* [Task brief] Exactly as written, retype the lines that run from the line holding "the blue circular" through the end of the records below. Do not include pictures.

* [Recorded information]
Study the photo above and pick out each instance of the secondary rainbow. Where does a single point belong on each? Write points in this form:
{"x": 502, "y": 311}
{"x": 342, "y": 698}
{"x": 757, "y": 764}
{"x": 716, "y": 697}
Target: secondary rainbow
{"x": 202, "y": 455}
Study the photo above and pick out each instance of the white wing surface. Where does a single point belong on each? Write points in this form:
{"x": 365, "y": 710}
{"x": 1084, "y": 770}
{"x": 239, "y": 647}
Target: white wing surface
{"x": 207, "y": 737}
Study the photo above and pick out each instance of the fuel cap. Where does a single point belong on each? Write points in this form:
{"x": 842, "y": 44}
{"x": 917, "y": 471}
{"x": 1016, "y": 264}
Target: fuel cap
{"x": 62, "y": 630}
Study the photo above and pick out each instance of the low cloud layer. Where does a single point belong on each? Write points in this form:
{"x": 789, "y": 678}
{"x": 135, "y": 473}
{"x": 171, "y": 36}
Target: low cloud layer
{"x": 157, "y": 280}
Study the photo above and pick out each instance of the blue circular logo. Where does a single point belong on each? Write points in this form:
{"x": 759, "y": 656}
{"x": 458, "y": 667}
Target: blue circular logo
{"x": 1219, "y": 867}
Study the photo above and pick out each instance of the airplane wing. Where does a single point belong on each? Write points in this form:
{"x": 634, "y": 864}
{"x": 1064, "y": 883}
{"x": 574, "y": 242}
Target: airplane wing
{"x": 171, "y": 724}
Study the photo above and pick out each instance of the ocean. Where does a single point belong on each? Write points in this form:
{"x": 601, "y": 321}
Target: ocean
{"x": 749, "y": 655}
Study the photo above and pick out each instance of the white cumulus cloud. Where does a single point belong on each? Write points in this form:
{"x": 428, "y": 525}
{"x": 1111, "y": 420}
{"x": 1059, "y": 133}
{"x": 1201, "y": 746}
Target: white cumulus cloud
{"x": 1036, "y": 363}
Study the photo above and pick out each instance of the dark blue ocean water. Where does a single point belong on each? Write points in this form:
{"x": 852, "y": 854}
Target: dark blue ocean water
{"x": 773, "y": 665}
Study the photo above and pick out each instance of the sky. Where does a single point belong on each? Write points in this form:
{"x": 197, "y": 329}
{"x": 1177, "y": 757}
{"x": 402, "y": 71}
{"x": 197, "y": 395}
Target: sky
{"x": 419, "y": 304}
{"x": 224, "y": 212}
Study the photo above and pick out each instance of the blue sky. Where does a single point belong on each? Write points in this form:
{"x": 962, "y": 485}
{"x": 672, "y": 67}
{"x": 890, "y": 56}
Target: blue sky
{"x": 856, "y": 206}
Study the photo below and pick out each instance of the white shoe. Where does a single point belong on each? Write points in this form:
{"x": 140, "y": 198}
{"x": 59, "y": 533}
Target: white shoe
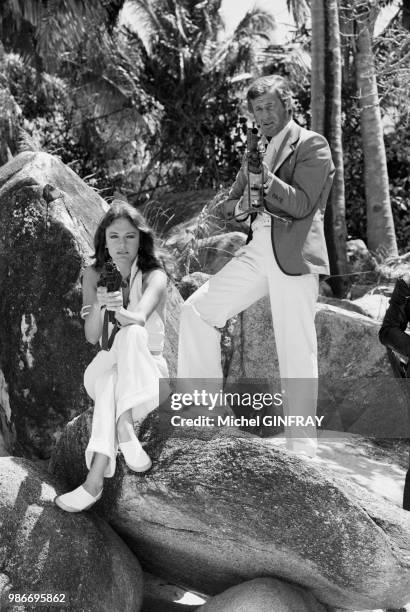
{"x": 77, "y": 500}
{"x": 135, "y": 456}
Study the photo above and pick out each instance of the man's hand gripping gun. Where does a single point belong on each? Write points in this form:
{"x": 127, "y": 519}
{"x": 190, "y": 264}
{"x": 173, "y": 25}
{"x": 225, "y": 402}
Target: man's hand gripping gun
{"x": 255, "y": 190}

* [Exercise output]
Study the photo above and pick out each instance of the blue circular logo. Where does a single point belong on each? Write points in this form:
{"x": 759, "y": 656}
{"x": 458, "y": 667}
Target: blue circular logo
{"x": 1219, "y": 867}
Study the photo above and pick out each instance of the airplane wing. Where does a single point belong on each? Write points in this form:
{"x": 634, "y": 864}
{"x": 1064, "y": 883}
{"x": 574, "y": 242}
Target: airplane wing
{"x": 171, "y": 724}
Study the photo above and pick out each instance of the ocean. Where does a single point belong on each? Write points in this form:
{"x": 601, "y": 321}
Target: ocean
{"x": 749, "y": 655}
Study the photo above and pick out each instance of the white cumulus cloud. Where does a single point belong on each? Write points in this form:
{"x": 428, "y": 525}
{"x": 1111, "y": 420}
{"x": 1059, "y": 133}
{"x": 1201, "y": 746}
Target: white cumulus cloud
{"x": 1036, "y": 363}
Study the photo above and pick out each instance of the dark blue ocean water. Where does a single point belong on each? Write points in this form:
{"x": 852, "y": 854}
Target: dark blue ocean water
{"x": 773, "y": 665}
Study the photo above and pick out each instance of the sky. Where does a single point belong on each? Write points in this form:
{"x": 197, "y": 329}
{"x": 1177, "y": 757}
{"x": 402, "y": 71}
{"x": 197, "y": 395}
Target: sky
{"x": 419, "y": 304}
{"x": 224, "y": 212}
Study the photo above and pick out each instance of the blue sky. Where does a single point belong on each? Write points in this form:
{"x": 962, "y": 485}
{"x": 672, "y": 67}
{"x": 890, "y": 56}
Target: blue sky
{"x": 856, "y": 206}
Study the photo below and pick out each instance of the white shoe. Where does a single point belong on each? Write points in this form:
{"x": 140, "y": 198}
{"x": 59, "y": 533}
Target: white shoe
{"x": 77, "y": 500}
{"x": 135, "y": 456}
Study the photo above and pick out each instance of the man's hand gripping gun. Where does a single point belong on each? Write points in this form:
{"x": 127, "y": 519}
{"x": 190, "y": 264}
{"x": 173, "y": 25}
{"x": 225, "y": 402}
Target: man's hand gripping gun
{"x": 255, "y": 190}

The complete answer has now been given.